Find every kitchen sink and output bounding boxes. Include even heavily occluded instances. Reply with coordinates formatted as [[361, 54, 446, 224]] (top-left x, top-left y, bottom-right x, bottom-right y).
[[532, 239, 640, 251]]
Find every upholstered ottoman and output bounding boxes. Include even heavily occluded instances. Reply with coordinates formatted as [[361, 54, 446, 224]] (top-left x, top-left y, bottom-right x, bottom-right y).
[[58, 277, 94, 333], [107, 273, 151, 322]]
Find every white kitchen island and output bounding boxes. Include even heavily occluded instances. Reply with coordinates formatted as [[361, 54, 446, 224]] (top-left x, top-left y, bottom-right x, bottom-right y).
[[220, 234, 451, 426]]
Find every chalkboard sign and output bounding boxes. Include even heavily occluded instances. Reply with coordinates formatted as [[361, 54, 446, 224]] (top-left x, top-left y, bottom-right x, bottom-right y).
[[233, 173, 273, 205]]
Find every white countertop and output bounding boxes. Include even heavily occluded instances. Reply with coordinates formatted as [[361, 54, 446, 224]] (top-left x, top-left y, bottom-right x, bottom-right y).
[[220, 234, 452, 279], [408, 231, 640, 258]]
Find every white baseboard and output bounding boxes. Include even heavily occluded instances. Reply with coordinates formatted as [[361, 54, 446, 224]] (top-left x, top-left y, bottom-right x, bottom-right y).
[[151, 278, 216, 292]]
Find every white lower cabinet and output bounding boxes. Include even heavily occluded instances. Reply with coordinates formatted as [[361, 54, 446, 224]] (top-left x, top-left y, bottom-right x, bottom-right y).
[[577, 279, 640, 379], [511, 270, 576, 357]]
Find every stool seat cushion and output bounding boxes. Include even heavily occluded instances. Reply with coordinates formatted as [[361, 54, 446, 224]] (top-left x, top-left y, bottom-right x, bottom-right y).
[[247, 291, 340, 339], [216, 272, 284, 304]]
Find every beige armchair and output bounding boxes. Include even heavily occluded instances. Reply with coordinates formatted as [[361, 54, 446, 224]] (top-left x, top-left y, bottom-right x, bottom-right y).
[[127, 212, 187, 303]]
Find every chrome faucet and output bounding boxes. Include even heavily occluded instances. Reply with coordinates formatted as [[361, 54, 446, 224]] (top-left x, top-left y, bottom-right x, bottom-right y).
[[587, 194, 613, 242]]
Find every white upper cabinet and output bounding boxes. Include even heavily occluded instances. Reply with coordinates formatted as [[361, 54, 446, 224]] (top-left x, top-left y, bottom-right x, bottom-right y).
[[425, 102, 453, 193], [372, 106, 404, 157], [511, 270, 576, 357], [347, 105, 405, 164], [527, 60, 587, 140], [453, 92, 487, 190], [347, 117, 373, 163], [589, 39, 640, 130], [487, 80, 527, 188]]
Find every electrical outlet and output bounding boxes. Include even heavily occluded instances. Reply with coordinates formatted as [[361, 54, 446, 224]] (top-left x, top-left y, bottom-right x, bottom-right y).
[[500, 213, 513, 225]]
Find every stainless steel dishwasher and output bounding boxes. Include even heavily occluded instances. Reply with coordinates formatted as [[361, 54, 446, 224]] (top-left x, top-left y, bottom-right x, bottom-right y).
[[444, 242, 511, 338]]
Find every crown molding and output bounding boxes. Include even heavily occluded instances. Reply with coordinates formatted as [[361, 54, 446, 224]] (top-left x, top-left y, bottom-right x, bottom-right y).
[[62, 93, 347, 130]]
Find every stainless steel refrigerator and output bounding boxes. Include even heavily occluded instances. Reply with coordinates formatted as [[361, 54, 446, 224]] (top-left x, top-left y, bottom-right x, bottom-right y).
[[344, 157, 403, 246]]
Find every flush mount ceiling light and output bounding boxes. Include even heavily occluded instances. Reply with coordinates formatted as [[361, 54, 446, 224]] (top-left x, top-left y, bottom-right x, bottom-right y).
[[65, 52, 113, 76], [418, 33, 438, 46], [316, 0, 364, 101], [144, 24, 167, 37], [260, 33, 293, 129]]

-.-.-

■ **DIRECTION**
Rewrite the items starting with the line that contains "Find every white kitchen" and going on through the line that contains "[[233, 173, 273, 205]]", keeping each request as it stands and offsetting every bounding box coordinate in the answers by 38.

■ **RESULT FOR THIS TASK**
Find every white kitchen island and output bounding boxes. Include even heavily occluded instances. Reply with coordinates formatted as [[361, 54, 446, 224]] (top-left x, top-left y, bottom-right x, bottom-right y).
[[258, 272, 489, 464]]
Find every chalkboard sign and output bounding boxes. Include even heavily occluded instances. Reply with coordinates formatted as [[361, 54, 446, 224]] (top-left x, top-left y, bottom-right x, bottom-right y).
[[271, 211, 311, 243]]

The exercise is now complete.